▶ _TEXT SEGMENT_:
☆ ☆ ☆

A bizarre game of political chicken

€5,357,142.86 – the amount of money we had to borrow to keep the hospitals, schools and Garda stations open during the two-hour 15-minute political charade that was the “consensus” talks.

The process was never anything more than a bizarre game of political chicken and has done its participants – and the country – few favours.

“Strong and vigorous exchanges” across a round table in the Taoiseach’s office resulted in the four main party leaders getting absolutely nowhere.

Brian Cowen was left clutching at straws, declaring the meeting worthwhile because the four leaders agreed to cut the deficit to 3% of GDP by 2014 – completely ignoring the fact that was already the only thing that had previously united them.

John Gormley was sombre looking, the whole spectacle had been his idea and even his row back position that it was just “talks about talks” looked wildly optimistic as it emerged the process was now stone dead.

Opposition parties revelled in the Taoiseach’s initial tepidity to Gormley’s talks suggestion, but were soon thrown onto the back foot themselves when Mr Cowen finally fell into line with the Greens, and FG and Labour had to figure out how to respond to an unwanted position they had been manoeuvred into.

☆ ☆ ☆

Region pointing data
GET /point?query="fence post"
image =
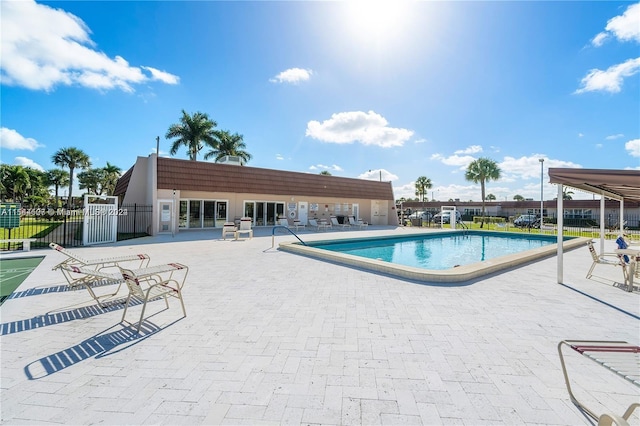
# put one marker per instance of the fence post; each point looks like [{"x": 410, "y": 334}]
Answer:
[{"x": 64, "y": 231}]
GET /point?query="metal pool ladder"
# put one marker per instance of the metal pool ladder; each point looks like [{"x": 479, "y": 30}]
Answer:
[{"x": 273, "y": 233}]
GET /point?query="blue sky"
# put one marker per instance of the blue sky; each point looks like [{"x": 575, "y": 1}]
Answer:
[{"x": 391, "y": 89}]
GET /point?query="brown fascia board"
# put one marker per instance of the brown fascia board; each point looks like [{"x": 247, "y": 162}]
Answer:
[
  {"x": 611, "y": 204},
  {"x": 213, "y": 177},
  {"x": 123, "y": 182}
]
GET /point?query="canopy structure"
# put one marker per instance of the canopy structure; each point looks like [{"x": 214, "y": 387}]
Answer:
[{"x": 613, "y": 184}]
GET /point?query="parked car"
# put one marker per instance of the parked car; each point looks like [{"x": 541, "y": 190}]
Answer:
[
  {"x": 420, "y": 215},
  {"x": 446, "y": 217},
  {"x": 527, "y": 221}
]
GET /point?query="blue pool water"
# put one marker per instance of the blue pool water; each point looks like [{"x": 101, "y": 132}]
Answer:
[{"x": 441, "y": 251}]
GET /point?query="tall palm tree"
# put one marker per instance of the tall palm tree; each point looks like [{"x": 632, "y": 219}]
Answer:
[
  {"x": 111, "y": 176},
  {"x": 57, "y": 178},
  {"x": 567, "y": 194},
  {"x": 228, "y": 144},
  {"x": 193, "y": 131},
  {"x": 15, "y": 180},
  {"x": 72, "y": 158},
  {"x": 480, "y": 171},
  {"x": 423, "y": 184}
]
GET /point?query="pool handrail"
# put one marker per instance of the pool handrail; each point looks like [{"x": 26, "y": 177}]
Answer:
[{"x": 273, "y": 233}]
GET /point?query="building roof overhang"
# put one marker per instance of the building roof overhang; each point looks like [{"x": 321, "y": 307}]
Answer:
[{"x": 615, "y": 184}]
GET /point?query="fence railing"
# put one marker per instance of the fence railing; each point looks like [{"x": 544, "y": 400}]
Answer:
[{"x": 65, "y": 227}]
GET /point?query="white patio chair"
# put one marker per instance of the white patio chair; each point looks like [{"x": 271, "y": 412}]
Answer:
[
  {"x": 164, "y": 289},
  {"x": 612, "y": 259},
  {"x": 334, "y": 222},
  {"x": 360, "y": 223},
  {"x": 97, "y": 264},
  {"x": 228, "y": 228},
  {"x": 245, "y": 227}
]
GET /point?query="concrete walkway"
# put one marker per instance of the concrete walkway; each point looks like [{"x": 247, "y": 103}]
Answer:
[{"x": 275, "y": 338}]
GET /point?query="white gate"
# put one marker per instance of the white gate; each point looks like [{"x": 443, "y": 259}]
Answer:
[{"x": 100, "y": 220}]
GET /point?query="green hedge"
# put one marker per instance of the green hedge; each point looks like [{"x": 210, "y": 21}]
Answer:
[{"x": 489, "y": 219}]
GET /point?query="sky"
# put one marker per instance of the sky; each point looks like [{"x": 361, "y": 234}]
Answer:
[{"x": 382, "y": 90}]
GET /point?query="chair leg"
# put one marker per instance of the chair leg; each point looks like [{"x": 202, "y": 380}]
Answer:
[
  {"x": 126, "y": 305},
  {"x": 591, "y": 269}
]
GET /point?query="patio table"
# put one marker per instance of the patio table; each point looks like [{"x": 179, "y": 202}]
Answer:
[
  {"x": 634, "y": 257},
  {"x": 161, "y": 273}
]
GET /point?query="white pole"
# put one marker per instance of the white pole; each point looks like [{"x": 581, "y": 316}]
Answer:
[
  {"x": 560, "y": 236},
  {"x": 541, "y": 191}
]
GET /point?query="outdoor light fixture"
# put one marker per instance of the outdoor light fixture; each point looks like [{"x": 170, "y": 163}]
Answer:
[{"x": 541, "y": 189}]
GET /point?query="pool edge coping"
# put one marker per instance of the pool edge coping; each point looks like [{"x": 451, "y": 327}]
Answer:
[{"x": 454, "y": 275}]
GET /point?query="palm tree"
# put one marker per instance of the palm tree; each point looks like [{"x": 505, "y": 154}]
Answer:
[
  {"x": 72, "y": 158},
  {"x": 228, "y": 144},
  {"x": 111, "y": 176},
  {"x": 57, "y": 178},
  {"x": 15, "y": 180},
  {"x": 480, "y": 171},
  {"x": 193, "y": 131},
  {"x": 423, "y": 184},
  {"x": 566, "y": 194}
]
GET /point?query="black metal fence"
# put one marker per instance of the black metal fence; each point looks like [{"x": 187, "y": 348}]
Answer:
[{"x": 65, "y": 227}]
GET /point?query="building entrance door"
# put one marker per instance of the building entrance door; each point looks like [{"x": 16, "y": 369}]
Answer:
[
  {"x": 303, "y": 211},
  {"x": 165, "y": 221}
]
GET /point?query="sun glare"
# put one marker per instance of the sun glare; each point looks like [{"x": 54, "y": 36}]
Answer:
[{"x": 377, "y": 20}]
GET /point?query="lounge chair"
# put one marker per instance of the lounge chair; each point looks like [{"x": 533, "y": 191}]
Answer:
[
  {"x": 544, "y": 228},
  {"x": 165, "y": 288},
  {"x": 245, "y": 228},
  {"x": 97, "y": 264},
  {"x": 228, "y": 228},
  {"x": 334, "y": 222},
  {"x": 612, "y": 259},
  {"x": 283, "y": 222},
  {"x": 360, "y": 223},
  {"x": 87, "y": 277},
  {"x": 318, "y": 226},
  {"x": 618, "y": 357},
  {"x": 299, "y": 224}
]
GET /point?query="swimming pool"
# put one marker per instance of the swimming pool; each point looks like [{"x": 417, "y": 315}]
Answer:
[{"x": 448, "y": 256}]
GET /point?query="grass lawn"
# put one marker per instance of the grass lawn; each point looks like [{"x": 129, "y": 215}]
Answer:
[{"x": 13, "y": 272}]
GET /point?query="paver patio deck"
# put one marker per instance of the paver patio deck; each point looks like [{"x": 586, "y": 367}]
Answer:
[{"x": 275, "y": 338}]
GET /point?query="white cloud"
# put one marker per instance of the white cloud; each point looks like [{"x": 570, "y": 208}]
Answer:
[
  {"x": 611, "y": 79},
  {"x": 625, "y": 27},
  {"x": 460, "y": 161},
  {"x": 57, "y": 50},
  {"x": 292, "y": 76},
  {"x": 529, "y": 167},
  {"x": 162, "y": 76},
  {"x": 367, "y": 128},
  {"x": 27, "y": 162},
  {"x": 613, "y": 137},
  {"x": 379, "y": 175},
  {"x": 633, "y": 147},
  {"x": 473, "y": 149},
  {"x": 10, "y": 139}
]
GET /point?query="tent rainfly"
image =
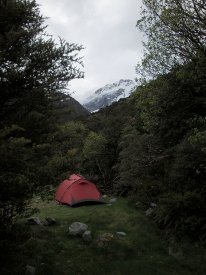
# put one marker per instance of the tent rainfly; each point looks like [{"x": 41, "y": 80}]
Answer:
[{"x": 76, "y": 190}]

☆ ☆ ☆

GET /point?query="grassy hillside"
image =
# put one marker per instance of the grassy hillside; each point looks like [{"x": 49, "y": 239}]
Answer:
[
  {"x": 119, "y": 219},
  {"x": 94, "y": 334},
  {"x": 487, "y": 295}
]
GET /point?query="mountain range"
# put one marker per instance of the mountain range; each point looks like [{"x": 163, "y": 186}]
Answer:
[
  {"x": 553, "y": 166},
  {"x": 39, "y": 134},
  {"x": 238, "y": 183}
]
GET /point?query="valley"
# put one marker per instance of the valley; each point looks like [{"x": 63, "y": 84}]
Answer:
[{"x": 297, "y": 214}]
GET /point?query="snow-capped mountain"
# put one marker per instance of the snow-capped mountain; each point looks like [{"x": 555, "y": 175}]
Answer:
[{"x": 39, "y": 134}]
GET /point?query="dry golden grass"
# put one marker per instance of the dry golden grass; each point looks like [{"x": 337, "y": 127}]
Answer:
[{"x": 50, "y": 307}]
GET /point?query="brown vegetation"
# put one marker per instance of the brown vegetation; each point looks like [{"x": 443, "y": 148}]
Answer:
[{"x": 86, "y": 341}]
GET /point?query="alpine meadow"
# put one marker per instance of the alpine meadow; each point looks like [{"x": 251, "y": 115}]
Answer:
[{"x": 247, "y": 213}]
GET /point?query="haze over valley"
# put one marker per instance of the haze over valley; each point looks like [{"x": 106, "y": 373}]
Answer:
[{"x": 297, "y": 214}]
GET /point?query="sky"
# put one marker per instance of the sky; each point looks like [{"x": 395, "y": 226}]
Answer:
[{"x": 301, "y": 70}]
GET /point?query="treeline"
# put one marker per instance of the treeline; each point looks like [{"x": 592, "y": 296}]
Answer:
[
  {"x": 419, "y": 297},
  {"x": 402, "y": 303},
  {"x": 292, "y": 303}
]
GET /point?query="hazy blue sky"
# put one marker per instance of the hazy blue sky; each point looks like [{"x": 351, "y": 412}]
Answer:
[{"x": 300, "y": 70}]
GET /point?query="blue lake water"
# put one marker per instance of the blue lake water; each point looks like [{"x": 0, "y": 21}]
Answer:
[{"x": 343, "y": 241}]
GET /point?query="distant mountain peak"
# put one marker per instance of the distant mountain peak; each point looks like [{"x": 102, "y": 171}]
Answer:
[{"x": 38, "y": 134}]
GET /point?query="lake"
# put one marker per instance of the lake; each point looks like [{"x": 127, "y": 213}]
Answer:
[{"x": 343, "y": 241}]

☆ ☆ ☆

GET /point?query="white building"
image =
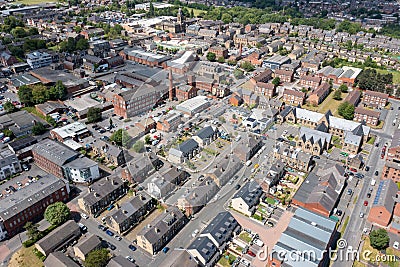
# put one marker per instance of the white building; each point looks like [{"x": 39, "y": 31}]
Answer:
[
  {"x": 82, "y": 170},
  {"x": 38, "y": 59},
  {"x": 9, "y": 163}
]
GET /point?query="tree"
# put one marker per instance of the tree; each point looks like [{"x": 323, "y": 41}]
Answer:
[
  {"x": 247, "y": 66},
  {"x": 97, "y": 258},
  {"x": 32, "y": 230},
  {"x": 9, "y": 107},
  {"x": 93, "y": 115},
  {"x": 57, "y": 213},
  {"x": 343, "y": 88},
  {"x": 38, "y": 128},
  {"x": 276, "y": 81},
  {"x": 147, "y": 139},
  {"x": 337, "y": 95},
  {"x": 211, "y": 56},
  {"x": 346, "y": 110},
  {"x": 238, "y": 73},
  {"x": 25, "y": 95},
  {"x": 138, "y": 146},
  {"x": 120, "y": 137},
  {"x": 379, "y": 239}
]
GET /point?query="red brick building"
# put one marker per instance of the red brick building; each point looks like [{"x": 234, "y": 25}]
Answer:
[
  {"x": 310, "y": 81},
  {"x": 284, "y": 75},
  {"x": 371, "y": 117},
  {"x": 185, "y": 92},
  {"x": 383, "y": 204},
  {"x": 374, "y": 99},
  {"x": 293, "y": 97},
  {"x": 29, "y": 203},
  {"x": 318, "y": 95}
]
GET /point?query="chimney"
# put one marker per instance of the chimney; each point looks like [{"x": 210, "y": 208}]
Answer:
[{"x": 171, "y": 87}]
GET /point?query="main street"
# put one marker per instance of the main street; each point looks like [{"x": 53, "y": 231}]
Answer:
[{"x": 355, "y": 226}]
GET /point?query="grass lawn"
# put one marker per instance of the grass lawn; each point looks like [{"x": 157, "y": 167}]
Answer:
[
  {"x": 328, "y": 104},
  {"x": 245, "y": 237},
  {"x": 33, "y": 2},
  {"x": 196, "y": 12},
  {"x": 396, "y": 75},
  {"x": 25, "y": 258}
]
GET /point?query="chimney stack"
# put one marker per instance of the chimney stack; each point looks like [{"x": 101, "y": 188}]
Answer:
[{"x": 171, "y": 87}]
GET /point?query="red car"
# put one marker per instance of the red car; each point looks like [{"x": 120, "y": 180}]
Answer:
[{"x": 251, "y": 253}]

☆ ☆ ☆

▶ _WORK INSTRUCTION A_:
Name each kind of public building that, according to the article on the consensus talks, borrowed money had to keep open.
▶ _WORK INSTRUCTION B_:
Echo the article on the consensus talks word for word, starting at "The process was never" and ending at "now stone dead.".
▶ _WORK INSTRUCTION C_:
Proceed with the article on the consensus talks, writing on from its final sentence.

▶ _EXPECTED ANSWER A_:
hospitals, schools, Garda stations

▶ _EXPECTED ANSWER B_:
The process was never anything more than a bizarre game of political chicken and has done its participants – and the country – few favours.

“Strong and vigorous exchanges” across a round table in the Taoiseach’s office resulted in the four main party leaders getting absolutely nowhere.

Brian Cowen was left clutching at straws, declaring the meeting worthwhile because the four leaders agreed to cut the deficit to 3% of GDP by 2014 – completely ignoring the fact that was already the only thing that had previously united them.

John Gormley was sombre looking, the whole spectacle had been his idea and even his row back position that it was just “talks about talks” looked wildly optimistic as it emerged the process was now stone dead.

▶ _EXPECTED ANSWER C_:
The situation dove-tailed with the already arranged official Finance Department briefings for the opposition parties which saw Labour and Fine Gael effectively doing the Government’s dirty work for it by appearing shell-shocked at the scale of the cashflow crisis and in so doing, unwillingly softening-up the public for an austerity budget of eye-watering pain.

Enda Kenny and Eamon Gilmore needed an exit strategy to try and de-couple themselves from being linked-in to the Government and so went through the motions of the consensus meeting knowing neither side would give ground.

The whole experience has been an exercise in pretence and posturing as the Government sought some kind of cover for the next bout of financial thuggery it must unleash in order to try and steer the country out of the mess it bears much of the responsibility for.

At the same time the opposition pretended it was genuinely interested in being brought into the process of helping draw-up the next budget while knowing Fianna Fáil would never allow that – and that if they did FG and Labour would then share the public blame for the ensuing front-loading of the four-year misery-fest to come.

All the while the public was once again kept in the dark about what was really coming down the track at them.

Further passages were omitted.